**MATERIAL FOR THIS TASK:**
<<<<

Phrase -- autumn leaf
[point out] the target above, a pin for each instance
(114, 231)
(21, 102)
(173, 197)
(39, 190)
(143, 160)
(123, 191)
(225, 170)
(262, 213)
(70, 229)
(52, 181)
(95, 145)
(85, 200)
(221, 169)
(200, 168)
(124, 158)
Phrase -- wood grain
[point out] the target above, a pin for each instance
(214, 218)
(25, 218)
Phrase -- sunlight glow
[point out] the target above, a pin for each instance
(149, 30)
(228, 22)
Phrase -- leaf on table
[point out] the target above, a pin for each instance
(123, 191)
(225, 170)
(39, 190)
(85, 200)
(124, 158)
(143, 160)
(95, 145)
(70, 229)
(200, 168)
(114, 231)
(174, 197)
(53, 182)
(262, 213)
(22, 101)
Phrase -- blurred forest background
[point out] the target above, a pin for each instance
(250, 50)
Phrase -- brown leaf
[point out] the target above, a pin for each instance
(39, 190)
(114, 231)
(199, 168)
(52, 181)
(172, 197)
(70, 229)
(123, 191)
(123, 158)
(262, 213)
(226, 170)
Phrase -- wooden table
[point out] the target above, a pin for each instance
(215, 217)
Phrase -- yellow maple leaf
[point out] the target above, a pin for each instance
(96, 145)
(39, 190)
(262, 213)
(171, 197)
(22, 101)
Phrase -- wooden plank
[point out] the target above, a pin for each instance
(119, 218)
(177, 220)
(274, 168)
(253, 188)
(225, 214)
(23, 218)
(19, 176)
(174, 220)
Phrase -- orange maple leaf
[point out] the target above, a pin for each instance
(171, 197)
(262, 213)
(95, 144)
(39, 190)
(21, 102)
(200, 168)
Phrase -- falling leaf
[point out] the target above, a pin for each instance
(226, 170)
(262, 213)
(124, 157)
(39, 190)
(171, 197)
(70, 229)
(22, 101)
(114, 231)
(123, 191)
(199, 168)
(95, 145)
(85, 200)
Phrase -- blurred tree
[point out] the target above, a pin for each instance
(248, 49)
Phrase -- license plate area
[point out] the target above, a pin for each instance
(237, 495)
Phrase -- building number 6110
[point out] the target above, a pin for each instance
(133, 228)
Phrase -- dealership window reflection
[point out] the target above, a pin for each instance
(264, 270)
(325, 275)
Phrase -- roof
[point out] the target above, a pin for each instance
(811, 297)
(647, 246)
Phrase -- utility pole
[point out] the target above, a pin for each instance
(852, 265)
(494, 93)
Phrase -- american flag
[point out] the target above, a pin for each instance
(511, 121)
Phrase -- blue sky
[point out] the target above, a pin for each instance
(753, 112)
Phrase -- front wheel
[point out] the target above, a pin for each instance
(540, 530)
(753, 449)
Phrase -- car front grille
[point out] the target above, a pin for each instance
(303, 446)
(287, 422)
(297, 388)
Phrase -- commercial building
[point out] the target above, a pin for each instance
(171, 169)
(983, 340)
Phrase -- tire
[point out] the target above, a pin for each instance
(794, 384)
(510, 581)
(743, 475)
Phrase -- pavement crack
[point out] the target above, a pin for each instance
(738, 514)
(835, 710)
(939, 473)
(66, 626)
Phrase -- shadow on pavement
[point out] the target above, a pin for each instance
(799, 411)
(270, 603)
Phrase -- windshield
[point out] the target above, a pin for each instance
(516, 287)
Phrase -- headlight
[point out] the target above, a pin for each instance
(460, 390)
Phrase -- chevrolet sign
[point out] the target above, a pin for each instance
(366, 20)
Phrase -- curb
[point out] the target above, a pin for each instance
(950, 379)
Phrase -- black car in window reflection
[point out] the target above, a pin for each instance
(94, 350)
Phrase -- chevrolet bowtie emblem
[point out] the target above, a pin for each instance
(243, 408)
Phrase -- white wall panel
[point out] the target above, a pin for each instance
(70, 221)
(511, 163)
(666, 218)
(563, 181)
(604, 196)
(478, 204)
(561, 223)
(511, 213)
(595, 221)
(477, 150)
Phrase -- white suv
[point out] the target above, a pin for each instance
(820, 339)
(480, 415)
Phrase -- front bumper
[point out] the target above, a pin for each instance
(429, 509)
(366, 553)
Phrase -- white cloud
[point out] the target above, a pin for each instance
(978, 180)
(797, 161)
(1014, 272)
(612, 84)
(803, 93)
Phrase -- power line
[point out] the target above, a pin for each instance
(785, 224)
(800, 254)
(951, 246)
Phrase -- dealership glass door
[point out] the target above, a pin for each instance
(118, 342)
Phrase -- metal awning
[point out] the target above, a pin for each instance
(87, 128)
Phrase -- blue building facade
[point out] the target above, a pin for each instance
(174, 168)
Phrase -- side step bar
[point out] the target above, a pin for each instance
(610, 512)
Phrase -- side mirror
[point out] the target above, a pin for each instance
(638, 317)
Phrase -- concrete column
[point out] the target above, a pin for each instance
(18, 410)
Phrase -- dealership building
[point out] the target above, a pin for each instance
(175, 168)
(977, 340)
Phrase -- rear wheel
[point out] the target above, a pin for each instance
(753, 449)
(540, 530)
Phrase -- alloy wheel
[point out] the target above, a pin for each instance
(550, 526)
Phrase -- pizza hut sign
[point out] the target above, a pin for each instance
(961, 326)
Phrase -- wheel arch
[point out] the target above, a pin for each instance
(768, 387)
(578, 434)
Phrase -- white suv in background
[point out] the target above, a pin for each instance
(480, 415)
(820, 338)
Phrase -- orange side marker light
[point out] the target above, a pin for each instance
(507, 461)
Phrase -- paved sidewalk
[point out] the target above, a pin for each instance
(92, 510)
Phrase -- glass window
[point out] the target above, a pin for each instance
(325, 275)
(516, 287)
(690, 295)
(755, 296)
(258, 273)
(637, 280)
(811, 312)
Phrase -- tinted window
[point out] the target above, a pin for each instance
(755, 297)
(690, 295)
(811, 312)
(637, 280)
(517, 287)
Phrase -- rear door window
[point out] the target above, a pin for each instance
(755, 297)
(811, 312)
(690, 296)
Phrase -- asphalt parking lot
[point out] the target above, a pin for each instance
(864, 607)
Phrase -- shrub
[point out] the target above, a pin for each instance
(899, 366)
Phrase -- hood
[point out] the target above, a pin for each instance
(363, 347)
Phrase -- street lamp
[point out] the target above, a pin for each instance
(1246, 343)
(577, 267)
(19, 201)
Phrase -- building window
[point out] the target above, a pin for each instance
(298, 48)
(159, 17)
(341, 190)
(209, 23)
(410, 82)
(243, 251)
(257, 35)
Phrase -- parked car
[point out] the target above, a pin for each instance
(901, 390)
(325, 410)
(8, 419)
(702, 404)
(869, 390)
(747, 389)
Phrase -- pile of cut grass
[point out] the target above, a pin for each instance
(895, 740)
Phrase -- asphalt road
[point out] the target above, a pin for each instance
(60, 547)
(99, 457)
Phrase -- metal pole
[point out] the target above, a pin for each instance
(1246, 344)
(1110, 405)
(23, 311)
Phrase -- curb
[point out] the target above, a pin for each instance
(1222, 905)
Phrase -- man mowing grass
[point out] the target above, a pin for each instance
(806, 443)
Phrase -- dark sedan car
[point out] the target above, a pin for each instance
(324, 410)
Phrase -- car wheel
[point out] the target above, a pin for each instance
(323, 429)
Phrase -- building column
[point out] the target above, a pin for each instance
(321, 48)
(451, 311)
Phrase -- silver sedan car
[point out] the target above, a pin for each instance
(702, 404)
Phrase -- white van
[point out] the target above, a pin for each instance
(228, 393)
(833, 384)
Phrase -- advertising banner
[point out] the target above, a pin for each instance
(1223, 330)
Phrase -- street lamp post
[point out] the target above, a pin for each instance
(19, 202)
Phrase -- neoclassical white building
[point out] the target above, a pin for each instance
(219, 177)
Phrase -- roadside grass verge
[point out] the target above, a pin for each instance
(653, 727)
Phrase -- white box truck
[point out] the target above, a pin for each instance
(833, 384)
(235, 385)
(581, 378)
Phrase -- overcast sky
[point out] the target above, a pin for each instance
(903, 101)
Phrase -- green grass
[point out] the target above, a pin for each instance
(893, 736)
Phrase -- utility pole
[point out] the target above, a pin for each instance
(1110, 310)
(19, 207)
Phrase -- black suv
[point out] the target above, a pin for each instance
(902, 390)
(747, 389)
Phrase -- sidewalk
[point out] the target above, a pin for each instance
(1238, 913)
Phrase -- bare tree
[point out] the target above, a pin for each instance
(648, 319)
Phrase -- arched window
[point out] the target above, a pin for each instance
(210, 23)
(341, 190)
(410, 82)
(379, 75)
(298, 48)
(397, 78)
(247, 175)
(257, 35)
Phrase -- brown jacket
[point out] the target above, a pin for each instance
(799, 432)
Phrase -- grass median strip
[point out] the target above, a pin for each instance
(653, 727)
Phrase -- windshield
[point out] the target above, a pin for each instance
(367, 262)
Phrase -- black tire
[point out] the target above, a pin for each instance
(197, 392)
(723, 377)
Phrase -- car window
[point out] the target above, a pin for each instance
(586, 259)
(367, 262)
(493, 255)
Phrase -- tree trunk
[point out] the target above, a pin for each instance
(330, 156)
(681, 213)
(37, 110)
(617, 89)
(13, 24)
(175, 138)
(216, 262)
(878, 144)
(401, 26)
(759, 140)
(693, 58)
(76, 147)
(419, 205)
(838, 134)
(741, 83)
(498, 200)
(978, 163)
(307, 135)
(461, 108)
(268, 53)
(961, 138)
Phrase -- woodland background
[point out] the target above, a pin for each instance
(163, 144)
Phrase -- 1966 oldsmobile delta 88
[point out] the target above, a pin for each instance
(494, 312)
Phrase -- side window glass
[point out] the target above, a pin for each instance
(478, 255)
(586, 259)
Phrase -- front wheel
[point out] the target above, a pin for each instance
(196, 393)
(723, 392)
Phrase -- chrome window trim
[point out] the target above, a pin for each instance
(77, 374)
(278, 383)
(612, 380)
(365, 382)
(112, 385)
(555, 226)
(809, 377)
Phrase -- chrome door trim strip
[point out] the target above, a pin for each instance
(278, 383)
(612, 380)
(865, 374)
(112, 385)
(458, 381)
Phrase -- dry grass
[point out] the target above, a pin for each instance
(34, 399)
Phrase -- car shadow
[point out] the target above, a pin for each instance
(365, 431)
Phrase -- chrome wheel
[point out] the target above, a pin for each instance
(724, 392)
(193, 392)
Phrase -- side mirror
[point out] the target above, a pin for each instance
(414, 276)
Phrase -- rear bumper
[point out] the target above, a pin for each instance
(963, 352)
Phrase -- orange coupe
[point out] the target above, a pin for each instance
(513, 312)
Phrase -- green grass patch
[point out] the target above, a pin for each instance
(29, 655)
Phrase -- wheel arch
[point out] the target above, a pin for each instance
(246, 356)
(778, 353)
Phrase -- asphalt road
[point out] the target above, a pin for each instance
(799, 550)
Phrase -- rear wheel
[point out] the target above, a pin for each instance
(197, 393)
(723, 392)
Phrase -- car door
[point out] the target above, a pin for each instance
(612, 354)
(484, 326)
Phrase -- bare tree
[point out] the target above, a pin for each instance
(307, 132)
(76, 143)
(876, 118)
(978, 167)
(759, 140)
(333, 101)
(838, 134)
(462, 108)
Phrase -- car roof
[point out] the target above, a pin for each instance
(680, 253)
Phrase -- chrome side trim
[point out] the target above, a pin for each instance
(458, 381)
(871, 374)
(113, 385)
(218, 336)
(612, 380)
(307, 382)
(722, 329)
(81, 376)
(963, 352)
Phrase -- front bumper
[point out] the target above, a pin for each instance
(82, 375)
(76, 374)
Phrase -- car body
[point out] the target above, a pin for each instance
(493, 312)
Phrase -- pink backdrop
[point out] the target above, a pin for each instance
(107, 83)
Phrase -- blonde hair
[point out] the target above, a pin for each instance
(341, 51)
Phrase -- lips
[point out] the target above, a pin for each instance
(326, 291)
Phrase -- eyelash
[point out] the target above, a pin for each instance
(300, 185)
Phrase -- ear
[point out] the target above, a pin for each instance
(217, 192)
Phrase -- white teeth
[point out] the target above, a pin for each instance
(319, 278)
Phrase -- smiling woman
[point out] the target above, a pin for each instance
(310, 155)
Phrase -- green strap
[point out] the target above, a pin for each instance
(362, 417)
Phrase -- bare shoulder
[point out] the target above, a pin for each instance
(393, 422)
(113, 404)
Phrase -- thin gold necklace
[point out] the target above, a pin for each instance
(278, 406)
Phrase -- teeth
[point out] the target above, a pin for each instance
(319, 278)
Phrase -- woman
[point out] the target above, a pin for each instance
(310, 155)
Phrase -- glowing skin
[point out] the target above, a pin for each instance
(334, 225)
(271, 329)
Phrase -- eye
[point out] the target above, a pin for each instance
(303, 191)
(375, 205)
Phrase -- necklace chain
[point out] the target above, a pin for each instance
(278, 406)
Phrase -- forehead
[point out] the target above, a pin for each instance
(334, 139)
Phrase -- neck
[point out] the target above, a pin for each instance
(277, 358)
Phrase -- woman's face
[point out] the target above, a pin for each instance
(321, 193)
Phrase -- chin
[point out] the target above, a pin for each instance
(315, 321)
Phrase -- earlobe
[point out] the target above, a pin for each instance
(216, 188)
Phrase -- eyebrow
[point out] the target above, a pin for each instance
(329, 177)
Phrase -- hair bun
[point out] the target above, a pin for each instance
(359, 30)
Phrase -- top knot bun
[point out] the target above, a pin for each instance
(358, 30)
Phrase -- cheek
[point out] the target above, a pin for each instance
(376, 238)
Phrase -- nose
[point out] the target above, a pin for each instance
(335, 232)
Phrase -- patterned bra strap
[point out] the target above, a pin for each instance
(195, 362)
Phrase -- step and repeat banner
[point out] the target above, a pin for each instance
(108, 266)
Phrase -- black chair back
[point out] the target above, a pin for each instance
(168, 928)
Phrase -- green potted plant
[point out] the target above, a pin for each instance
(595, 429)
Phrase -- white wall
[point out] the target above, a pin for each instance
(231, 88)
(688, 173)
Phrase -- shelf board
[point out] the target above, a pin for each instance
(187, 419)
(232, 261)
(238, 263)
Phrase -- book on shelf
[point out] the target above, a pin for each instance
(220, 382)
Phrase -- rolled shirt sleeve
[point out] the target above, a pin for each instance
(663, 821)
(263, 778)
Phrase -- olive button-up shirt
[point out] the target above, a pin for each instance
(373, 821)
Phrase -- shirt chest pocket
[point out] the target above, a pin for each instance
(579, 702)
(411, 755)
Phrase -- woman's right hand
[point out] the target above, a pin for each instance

>>>>

**EXERCISE DESCRIPTION:** Using the records above, please retype only the run of lines from the line holding "Phrase -- black chair back" through the last line, both ends included.

**RIGHT ANSWER:**
Phrase -- black chair back
[point out] the target above, a pin for each instance
(168, 928)
Phrase -- green potted plant
[point out] the target above, a pin for each instance
(595, 429)
Phrase -- white wall
[point out] the target above, a pin for each instance
(231, 88)
(688, 173)
Phrase -- shelf board
[point out] the target above, a pin for each instance
(187, 419)
(232, 261)
(238, 263)
Phrase -- book on shelf
[point out] the target above, a pin for each instance
(220, 382)
Phrase -- rolled shirt sleeve
[point out] the target above, a pin for each instance
(663, 821)
(263, 778)
Phrase -- olive button-up shirt
[point out] the target above, a pin for each instance
(373, 821)
Phrase -- shirt chest pocket
[point out] the target above, a pin for each instance
(579, 702)
(411, 755)
Phrase -- woman's right hand
[point out] the target above, a pin for each instance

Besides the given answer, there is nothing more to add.